**RECORDS SHOWN**
---*---
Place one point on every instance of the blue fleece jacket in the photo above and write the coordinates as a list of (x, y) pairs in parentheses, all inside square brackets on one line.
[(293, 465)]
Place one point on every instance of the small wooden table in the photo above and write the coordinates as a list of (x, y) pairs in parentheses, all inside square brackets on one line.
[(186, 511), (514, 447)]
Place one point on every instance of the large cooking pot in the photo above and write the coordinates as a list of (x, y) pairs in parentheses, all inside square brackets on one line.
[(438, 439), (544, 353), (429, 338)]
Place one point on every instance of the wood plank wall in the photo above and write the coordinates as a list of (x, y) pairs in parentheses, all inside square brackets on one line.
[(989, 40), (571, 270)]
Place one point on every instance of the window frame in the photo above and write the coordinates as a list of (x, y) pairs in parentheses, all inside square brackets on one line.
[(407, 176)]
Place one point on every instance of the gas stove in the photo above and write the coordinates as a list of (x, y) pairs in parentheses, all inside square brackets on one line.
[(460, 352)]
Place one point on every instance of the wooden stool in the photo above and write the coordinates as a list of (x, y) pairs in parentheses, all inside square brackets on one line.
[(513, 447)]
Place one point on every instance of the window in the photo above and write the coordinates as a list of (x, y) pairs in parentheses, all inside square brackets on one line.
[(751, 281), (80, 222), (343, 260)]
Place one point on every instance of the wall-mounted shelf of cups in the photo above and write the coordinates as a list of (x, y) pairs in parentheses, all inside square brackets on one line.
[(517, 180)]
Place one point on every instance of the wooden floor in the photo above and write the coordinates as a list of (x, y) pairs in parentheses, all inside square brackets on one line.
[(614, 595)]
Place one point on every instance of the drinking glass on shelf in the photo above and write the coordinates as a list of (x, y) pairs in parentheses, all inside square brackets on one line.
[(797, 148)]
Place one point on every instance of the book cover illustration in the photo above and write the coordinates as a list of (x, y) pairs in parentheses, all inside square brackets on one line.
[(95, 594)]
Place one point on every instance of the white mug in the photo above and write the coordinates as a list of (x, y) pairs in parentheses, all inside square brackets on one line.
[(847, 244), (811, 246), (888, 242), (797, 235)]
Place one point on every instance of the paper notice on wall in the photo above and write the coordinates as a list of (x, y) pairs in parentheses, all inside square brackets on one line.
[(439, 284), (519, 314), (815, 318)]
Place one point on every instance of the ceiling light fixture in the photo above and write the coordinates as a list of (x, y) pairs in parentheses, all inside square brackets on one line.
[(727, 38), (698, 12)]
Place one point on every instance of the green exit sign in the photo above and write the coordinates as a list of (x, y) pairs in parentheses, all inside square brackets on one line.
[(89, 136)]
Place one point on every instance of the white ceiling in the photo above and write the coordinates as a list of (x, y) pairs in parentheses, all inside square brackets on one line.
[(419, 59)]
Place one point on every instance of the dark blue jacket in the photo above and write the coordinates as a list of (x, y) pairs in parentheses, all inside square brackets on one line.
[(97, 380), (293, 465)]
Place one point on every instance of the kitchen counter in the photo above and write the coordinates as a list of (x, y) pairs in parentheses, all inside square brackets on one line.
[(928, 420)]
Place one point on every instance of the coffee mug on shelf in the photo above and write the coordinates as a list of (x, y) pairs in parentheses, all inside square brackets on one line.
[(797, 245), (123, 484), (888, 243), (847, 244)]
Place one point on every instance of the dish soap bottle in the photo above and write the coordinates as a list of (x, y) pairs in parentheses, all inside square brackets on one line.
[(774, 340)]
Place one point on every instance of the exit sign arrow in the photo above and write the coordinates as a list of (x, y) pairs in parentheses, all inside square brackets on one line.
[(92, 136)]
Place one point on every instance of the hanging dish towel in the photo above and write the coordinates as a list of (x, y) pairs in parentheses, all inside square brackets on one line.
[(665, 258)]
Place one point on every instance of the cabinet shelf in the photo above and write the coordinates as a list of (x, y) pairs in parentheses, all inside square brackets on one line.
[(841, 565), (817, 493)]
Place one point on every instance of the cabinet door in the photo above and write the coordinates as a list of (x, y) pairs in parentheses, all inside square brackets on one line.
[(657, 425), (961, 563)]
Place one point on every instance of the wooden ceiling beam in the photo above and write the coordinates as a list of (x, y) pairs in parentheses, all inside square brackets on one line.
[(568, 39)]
---*---
**WHAT IS NEEDED**
A word-for-word copy of all the material is the required answer.

**SOLUTION FOR THIS EXERCISE**
Place one point on every instance of the blue fleece jacket in the photo above and write the coordinates as a list of (x, y) pairs in parentheses, all inside square brackets on one line.
[(293, 465)]
Place one point on every instance of the small wooden table in the photo above and write the coordinates as a list of (x, y) pairs in parentheses, all inside square brackets on one line.
[(186, 511), (514, 447)]
Place one point on every instance of the large cooking pot in the photo above and write the coordinates as a list of (x, y) pairs in parentheses, all inside square brackets on one line.
[(438, 439), (544, 353), (429, 338)]
Place one point on every instance of the wood plank wall in the photo above and write the coordinates as a list of (x, y) pairs in parentheses, all inside square brackets on one line.
[(989, 40), (571, 270)]
Place one point on every instance of the window frame in the photo above and write the coordinates as a list of (x, y) pairs in parentheses, all inside square brackets on one line.
[(407, 176)]
Place one point on every instance of the gas stove in the photo above and write the coordinates as a list of (x, y) pairs in parentheses, all inside square brackets on one line.
[(460, 352)]
Place one point on every instance of the wooden stool in the photo above and write the coordinates as a list of (x, y) pairs in parentheses, all inside square brackets on one line.
[(513, 447)]
Place one point on every instance of the window in the photo above and write the coordinates as a list of (x, y) pairs in parentheses, all inside square brackets on one line.
[(751, 281), (80, 222), (343, 260)]
Place one point on every instance of the wall-mounted shelf of cups in the photo above and write the coordinates as a list of (x, y) pairs in parentheses, all inside square brackets on one line.
[(517, 180)]
Place one point on every instance of the wooden floor in the photo above and write the coordinates as a list of (x, y) pairs in parentheses, all inside square brackets on one line.
[(614, 595)]
Place one point on every instance of the drinking glass on shelf in the photo above and write the coordinates as a list of (x, y) pairs in parentheses, all inside square brackets on one line.
[(797, 148)]
Place one point on every instance of the book cover illustration in the photo above and write the coordinates as a list of (x, y) pairs in parentheses, all inside square brackets on one line.
[(95, 594)]
Place one point on every instance of the white mug in the photo above and write the coordinates as a list of (x, y) pairs in parentheses, all inside square brackets on one line.
[(847, 244), (811, 246), (888, 242), (797, 235)]
Place one point on every instance of the paper notice on wall in the photo above and write the coordinates as a list of (x, y) pairs in parentheses, all inside square brackets on one line.
[(439, 284), (519, 314), (815, 318)]
Place one point on every instance of the ceiling light fixture in the photo above and write the coordinates as a list of (x, y) pairs in parentheses, all inside square brackets on one line.
[(727, 38), (698, 12)]
Place one point on every instance of the green exit sign in the photo above and write the coordinates as a list of (x, y) pairs in parentheses, all inside square brackets on one line.
[(89, 136)]
Place one point on every instance of the white ceiling in the photo above and write the coordinates as a list of (x, y) pairs in parentheses, all inside square brackets on one line.
[(419, 59)]
Place one point on every instance of the dark blue jacket in the photo above and write the coordinates as a list of (x, y) pairs in parentheses, all inside square brackets on one line.
[(97, 380), (293, 465)]
Place one point on every instance of the kitchen counter in the photo above and write the coordinates as a list of (x, y) pairs in parentheses, all inside square brackets on one line.
[(928, 420)]
Place one point on every instance of the coffee mug on shelf in the photo above and write the coordinates as a list of (x, y) pairs in parentheses, all inside square brackets on one line.
[(797, 245), (123, 484), (888, 243), (847, 244)]
Place one point on every instance of the dish soap bottle in the photo above and write the coordinates as a list of (x, y) pairs in parentheses, all inside square brackets on one line.
[(774, 340)]
Place one point on every instance of the exit sign arrow in the photo above and write the coordinates as a list of (x, y) pairs in parentheses, all inside square brackets on one line.
[(92, 136)]
Place one point on every instance of the hanging dish towel in the photo above and write the coordinates as a list of (x, y) pairs in parentheses, all inside square brackets on one line.
[(665, 258)]
Place one point on every instance of the cabinet shelf in the photo above and write the coordinates as a list of (x, y) pairs in parentheses, all inside square brackets on one line.
[(841, 565), (817, 493)]
Place one point on every instance of the cabinet door in the photo above and write the coordinates as a list of (x, y) pairs in parentheses, all inside square brackets on one line.
[(657, 425), (961, 563)]
Place one point on every instance of the wooden ceiling beam in the photo above and write the coordinates as a list of (x, y) pairs in parentheses, all inside square brackets on one line.
[(568, 39)]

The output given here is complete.